● BRANO SCELTO
TORINO – La parità è vicina, manca poco: ancora qualche anno e il mondo del lavoro piemontese potrebbe essere equamente suddiviso tra uomini e donne.
Gli ultimi dati Istat raccontano infatti che nella regione subalpina il gentil sesso occupa ormai il 45 per cento dei posti di lavoro, una quota che mai era stata così alta nella storia, neppure prima della grande crisi.
Nel 2008 il dato oscillava tra il 42 e il 43 pe cento, a inizio anni 80 era fermo addirittura al 35.
Oggi sono circa 814 mila donne piemontesi che hanno una qualche forma di impiego, cioè 7 mila in più rispetto a otto anni fa.
Nello stesso arco temporale, i posti occupati da uomini sono scesi di circa 50 mila unità.
Come si spiega questo fenomeno?
“Con i cambiamenti avvenuti sia nella domanda che nell’offerta di lavoro femminile”, spiega Adriana Luciano, sociologa dell’Università di Torino.
La lunga crisi economica ha fatto cambiare pelle all’economia subalpina: “La crescita di occupazione ha riguardato soprattutto il terziario e in particolare alcuni settori che non solo da ora si rivolgono soprattutto alla forza lavoro femminile.
Parliamo della ristorazione, dei pubblici esercizi, del turismo, dei servizi alla persona, ma anche del terziario avanzato”, spiega l’accademica torinese.
La recessione dell’edilizia, per esempio, ha cancellato migliaia di posti a prevalenza maschile, così pure come il ridimensionamento della manifattura ha penalizzato soprattutto gli uomini.
Al contrario, sono aumentate o comunque hanno tenuto i lavori tradizionalmente considerati a prevalenza “rosa”.
Non sempre, però, si tratta di buona occupazione
Anche se gli ultimi dati elaborati dalla Regione sulle procedure di assunzione sono incoraggianti per il gentil sesso: in Piemonte nei primi nove mesi del 2016 le donne hanno firmato quasi 43 mila contratti a tempo indeterminato, contro i 34 mila degli uomini.
Entrambi i numeri sono in netto calo rispetto al 2015, perché quest’anno gli incentivi alle imprese sono diminuiti drasticamente, eppure il numero di lavoratrici che hanno conquistato il posto fisso ha perso meno terreno (meno 18 per cento) rispetto a quanto è accaduto al numero dei maschi stabilizzati (meno 30,8).

● ISTRUZIONI DELL'ESERCIZIO
#1 Secondo l'articolo sul lavoro delle donne in Piemonte, quante donne piemontesi hanno oggi una qualche forma di impiego?
#2 Nell'articolo sul lavoro delle donne in Piemonte, Adriana Luciano elenca alcuni settori del terziario che si rivolgono soprattutto alla forza lavoro femminile. Riporta tutti i settori che nomina.
#3 Scrivi il seguito dell'articolo sul lavoro delle donne in Piemonte, a partire dalla frase che chiude il brano.
Per svolgere questo esercizio il materiale di dati non serve.

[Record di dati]
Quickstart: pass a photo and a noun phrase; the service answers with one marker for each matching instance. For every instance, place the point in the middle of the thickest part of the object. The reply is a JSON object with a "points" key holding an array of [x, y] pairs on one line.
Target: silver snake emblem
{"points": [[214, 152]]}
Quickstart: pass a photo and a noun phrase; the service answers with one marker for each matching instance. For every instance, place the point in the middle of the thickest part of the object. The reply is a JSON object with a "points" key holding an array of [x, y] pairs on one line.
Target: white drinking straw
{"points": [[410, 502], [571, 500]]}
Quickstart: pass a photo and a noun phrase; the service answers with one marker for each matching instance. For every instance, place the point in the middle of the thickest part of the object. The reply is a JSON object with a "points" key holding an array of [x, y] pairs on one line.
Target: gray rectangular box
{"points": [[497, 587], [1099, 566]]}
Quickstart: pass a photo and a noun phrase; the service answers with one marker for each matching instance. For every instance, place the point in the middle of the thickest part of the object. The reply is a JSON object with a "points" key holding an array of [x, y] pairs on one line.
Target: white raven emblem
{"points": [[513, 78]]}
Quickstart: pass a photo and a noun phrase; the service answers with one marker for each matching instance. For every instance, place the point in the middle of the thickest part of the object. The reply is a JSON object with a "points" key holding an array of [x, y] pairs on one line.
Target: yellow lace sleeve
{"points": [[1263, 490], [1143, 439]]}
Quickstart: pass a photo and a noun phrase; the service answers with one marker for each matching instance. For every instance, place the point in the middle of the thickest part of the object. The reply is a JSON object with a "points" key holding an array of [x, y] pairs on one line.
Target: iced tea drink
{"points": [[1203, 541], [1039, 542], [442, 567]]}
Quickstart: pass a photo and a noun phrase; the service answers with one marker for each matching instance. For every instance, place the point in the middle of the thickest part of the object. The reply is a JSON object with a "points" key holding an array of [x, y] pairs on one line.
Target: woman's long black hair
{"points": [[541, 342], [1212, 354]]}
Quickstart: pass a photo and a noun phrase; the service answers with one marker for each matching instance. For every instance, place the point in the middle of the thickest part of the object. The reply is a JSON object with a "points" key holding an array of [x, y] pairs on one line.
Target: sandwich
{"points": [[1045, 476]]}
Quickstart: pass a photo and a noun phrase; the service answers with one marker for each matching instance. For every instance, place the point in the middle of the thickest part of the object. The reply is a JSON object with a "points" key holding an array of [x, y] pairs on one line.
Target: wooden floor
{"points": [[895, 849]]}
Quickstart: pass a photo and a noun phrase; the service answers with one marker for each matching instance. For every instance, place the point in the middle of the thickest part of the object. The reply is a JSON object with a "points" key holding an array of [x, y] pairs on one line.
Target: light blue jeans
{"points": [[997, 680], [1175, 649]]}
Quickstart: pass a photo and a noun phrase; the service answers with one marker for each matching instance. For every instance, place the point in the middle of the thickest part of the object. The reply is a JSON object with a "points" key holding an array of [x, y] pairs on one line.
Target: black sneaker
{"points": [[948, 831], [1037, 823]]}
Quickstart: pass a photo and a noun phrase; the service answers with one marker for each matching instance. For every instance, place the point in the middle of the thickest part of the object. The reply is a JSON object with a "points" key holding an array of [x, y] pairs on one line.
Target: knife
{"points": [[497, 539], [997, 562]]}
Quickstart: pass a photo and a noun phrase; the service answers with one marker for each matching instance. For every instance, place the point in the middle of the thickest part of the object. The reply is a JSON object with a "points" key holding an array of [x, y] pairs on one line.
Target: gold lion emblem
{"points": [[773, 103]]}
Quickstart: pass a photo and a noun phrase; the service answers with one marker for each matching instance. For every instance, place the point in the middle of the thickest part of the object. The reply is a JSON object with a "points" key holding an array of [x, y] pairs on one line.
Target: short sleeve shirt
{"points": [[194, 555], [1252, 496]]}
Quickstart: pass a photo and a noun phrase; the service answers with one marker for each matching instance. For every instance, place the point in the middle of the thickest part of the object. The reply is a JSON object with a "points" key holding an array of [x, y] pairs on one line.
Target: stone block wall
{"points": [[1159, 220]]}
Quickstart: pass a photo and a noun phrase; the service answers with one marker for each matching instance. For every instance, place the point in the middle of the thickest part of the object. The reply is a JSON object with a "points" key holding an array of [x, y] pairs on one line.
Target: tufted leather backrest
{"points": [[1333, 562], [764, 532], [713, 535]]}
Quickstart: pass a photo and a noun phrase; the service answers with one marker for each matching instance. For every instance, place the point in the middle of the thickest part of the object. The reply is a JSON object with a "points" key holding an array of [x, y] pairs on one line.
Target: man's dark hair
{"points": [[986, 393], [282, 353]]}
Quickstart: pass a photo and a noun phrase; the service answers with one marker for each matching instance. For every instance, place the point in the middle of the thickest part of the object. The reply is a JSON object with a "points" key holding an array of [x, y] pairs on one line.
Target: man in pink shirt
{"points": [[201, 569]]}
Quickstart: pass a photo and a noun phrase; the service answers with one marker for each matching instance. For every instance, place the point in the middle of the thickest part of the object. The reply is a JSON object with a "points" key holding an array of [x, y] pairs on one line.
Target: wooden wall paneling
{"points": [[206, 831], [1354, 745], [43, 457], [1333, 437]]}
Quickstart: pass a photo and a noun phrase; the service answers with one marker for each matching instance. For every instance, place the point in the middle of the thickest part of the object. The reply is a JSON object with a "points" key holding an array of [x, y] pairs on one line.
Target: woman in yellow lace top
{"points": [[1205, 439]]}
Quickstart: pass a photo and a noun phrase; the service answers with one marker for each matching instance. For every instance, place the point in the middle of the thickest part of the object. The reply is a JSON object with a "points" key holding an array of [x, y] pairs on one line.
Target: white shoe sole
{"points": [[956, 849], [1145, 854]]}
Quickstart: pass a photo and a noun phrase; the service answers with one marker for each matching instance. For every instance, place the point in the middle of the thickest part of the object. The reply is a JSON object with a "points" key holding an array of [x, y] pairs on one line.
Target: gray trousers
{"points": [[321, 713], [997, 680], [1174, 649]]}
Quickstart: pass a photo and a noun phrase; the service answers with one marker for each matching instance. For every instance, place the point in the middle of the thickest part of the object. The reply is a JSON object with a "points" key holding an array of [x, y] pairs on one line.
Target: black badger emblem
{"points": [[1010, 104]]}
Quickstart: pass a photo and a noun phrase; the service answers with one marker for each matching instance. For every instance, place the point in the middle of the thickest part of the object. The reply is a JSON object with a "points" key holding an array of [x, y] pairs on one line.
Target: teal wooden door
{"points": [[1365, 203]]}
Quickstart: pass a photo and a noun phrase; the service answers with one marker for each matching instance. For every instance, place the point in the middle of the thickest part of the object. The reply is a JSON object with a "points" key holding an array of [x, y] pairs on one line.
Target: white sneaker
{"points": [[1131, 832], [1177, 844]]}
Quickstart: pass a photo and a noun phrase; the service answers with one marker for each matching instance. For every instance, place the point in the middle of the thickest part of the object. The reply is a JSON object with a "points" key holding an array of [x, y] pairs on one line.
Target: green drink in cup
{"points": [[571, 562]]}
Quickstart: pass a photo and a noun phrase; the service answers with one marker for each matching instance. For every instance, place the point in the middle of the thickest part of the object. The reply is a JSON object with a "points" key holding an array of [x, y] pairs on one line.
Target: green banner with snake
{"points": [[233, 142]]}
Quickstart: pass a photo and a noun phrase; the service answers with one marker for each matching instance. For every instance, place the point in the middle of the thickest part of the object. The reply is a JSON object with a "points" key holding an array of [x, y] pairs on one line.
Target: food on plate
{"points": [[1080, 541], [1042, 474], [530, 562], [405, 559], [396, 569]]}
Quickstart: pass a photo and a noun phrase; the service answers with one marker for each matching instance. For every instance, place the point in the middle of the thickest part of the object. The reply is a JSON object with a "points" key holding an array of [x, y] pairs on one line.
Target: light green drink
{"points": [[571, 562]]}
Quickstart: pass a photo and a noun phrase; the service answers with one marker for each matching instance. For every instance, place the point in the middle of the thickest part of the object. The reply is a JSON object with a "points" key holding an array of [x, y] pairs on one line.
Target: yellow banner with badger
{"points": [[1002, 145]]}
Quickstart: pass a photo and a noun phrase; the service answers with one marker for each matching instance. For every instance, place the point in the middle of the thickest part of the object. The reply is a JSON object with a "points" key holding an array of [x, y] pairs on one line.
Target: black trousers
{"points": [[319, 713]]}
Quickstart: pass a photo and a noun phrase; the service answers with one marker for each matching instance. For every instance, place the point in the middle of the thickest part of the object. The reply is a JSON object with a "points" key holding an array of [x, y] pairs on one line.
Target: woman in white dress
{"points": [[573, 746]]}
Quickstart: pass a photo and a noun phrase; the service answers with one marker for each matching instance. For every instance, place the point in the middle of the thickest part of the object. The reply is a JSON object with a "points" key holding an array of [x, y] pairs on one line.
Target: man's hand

● SOLUZIONI DELL'ESERCIZIO
#1 Circa 814 mila.

#2 Ristorazione, pubblici esercizi, turismo, servizi alla persona, terziario avanzato.

#3
In più, è cambiato anche il peso delle donne nelle varie professioni
Ecco perché Adriana Luciano dice che anche l’offerta di lavoro ha contribuito a favorire l’occupazione rosa: «I livelli di scolarità femminile sono alti e oggi le ragazze possono cogliere più opportunità rispetto al passato», spiega la sociologa.
Che poi fornisce alcuni numeri relativi all’Università di Torino che aiutano a comprendere il fenomeno. Il primo è quello più generale: il 63% dei laureati dall’ateneo nel 2015 è di sesso femminile.
Ormai nei corsi di Economia i titolati si dividono equamente tra uomini e donne, mentre in tanti altri percorsi le ragazze che portano a termine gli studi sono la maggioranza: accade a Giurisprudenza (59 per cento di laureate donne), nelle professioni sanitarie che formano medici e infermieri (71 per cento), negli studi umanistici (76) e a Scienze della formazione (93).
Secondo i dati di Almalaurea, anche al Politecnico di Torino le donne stanno risalendo la china nei corsi di Ingegneria e oggi pesano per il 22 per cento dei titolati (dieci anni erano ferme al 18 per cento), mentre ad Architettura sono in maggioranza (53 per cento).
Tutto bene, dunque?
Non proprio, o meglio, non ancora. Perché se i posti in rosa stanno aumentando, lo stesso non si può ancora dire dei trattamenti e delle condizioni di lavoro: “Restano differenze anche notevoli – osserva Adriana Luciano – tra carriere e retribuzioni di uomini e donne, che dipendono in buona parte dalla scarsità di servizi alla famiglia.
E poi in alcuni ambienti le lavoratrici fanno ancora fatica a ottenere un giusto riconoscimento della propria professionalità”.